## Work required
Count the lines in the listing below that contain the word "rubber", and reply with that number alone.

## Raw data
-- begin --

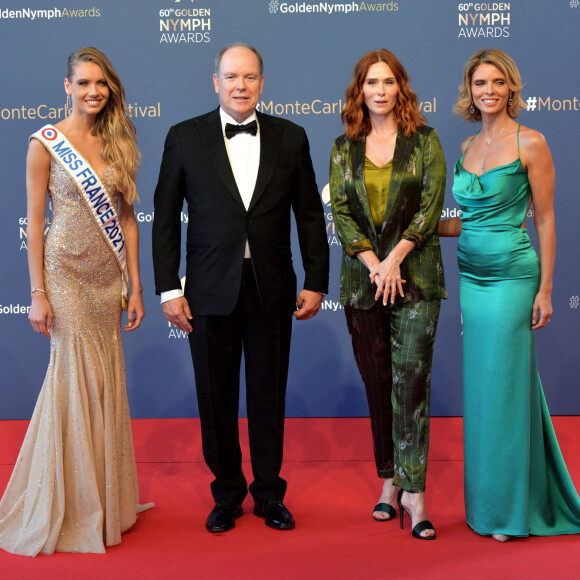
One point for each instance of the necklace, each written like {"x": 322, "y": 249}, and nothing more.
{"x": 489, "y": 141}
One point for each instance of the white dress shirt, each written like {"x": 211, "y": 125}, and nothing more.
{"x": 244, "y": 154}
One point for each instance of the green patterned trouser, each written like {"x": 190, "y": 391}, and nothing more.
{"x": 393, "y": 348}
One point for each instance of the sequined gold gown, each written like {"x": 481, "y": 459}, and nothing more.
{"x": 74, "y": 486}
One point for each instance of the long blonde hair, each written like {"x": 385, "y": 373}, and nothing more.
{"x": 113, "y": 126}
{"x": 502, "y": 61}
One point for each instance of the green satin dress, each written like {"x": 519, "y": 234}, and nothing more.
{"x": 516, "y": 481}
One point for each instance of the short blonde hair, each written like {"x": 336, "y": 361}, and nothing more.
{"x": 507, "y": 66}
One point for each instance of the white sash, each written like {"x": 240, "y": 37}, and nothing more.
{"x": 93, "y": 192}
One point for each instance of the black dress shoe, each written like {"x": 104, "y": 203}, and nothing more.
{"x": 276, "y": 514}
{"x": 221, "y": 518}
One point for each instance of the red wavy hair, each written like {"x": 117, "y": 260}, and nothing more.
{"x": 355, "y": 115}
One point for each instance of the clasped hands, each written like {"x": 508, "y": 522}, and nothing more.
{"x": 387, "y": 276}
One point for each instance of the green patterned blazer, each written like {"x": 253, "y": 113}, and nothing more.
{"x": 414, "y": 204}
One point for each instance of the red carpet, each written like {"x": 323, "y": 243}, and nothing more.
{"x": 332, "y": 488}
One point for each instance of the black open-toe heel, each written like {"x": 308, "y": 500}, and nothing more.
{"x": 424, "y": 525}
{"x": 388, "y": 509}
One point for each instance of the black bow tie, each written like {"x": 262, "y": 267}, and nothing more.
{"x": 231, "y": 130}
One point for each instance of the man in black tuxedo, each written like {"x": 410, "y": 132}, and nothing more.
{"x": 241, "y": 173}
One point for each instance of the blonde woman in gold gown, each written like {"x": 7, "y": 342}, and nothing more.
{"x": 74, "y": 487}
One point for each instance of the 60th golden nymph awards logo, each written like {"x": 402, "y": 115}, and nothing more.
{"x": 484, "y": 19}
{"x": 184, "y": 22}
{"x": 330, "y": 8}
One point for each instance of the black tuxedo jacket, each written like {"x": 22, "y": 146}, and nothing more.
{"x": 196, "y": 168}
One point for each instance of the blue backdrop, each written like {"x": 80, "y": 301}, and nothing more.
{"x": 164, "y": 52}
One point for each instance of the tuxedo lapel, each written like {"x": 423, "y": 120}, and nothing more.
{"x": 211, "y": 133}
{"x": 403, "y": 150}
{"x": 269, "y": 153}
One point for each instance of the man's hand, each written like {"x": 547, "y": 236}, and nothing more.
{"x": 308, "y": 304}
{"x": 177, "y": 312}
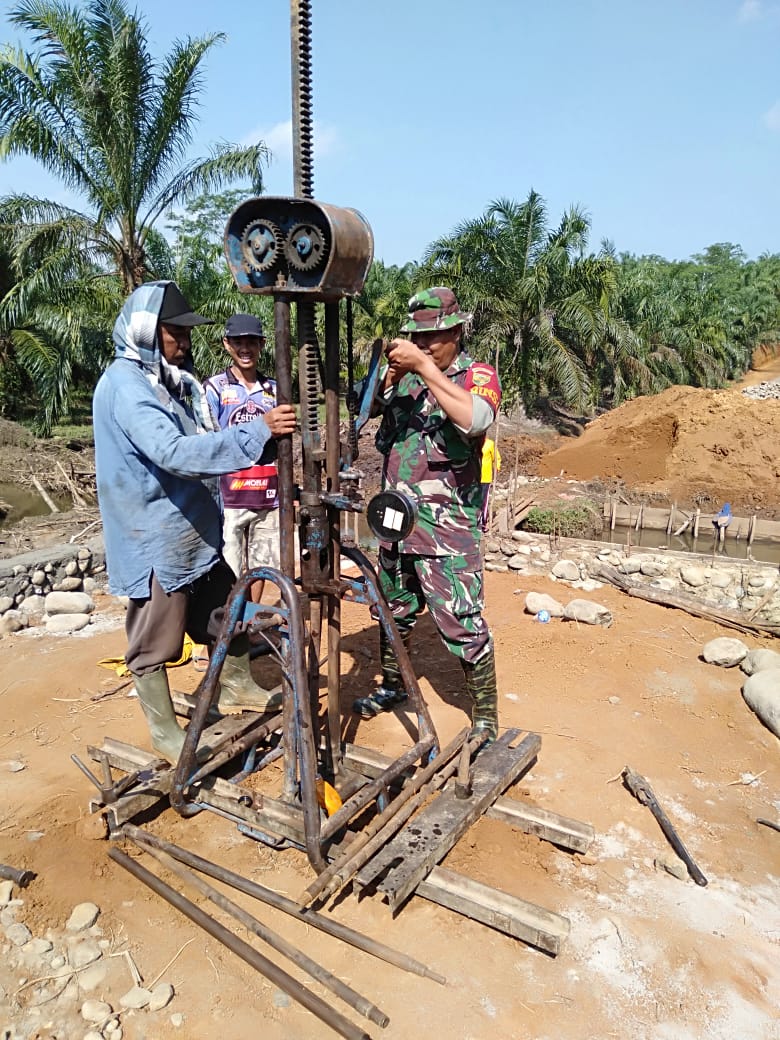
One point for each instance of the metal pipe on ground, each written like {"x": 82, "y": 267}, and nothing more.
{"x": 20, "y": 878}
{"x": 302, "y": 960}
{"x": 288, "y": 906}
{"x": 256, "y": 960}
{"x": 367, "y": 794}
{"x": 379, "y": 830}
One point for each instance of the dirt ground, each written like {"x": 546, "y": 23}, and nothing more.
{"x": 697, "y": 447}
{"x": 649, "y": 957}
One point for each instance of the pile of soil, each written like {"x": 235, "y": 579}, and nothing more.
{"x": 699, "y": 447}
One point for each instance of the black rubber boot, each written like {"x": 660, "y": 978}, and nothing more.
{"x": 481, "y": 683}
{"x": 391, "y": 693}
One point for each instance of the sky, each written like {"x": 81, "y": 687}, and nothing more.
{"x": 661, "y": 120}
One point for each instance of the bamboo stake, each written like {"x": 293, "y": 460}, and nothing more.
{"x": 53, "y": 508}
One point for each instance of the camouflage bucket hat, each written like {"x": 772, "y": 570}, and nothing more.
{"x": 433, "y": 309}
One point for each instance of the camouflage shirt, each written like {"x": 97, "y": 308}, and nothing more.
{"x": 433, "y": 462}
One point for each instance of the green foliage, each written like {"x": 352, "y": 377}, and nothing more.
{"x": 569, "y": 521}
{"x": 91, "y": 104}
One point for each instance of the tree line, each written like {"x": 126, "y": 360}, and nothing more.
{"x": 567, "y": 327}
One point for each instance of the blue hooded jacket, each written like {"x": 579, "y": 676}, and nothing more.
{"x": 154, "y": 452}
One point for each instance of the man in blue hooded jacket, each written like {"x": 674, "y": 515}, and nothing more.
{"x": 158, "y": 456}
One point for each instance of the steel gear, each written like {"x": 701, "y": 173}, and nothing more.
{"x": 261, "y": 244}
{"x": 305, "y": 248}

-- end --
-- begin --

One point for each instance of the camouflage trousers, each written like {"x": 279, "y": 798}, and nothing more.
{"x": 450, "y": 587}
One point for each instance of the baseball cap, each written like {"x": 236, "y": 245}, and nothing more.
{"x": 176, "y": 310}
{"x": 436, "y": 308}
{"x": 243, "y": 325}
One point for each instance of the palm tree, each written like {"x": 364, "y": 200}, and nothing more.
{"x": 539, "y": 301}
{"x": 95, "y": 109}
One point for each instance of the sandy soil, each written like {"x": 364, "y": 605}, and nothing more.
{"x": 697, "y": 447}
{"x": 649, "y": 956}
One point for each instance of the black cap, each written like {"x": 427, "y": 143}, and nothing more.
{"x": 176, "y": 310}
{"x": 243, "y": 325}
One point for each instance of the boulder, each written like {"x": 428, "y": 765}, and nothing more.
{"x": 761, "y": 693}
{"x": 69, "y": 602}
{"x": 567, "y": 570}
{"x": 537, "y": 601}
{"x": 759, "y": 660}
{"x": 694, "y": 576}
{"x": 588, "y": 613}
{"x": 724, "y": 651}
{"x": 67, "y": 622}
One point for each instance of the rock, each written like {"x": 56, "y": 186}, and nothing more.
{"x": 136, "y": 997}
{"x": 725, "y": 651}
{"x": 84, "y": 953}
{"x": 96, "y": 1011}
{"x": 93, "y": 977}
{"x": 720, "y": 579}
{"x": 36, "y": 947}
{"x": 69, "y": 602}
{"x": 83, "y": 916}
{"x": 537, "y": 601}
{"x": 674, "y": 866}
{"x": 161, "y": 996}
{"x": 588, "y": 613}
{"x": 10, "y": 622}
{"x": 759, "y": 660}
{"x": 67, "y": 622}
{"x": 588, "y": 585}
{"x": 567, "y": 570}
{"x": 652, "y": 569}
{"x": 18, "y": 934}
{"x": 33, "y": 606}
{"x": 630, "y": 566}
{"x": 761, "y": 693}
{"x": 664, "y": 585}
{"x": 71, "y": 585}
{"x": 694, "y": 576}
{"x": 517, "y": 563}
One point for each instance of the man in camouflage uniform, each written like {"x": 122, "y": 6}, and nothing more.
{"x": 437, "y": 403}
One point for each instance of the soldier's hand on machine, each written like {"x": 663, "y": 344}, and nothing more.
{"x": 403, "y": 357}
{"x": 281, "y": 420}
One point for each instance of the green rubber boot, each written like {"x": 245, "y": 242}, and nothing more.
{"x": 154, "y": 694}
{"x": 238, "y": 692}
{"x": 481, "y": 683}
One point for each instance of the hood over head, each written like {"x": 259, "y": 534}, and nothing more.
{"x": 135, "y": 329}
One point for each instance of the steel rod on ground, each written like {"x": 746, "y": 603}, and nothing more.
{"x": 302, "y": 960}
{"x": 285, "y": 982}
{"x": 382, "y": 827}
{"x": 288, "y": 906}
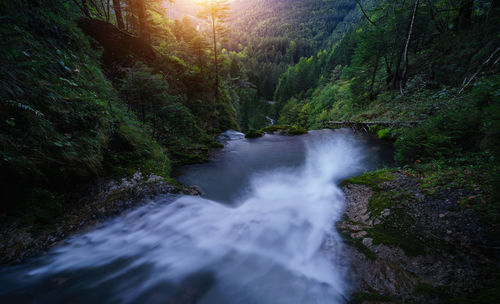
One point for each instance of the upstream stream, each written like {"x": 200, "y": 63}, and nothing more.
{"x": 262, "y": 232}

-- end --

## Exercise result
2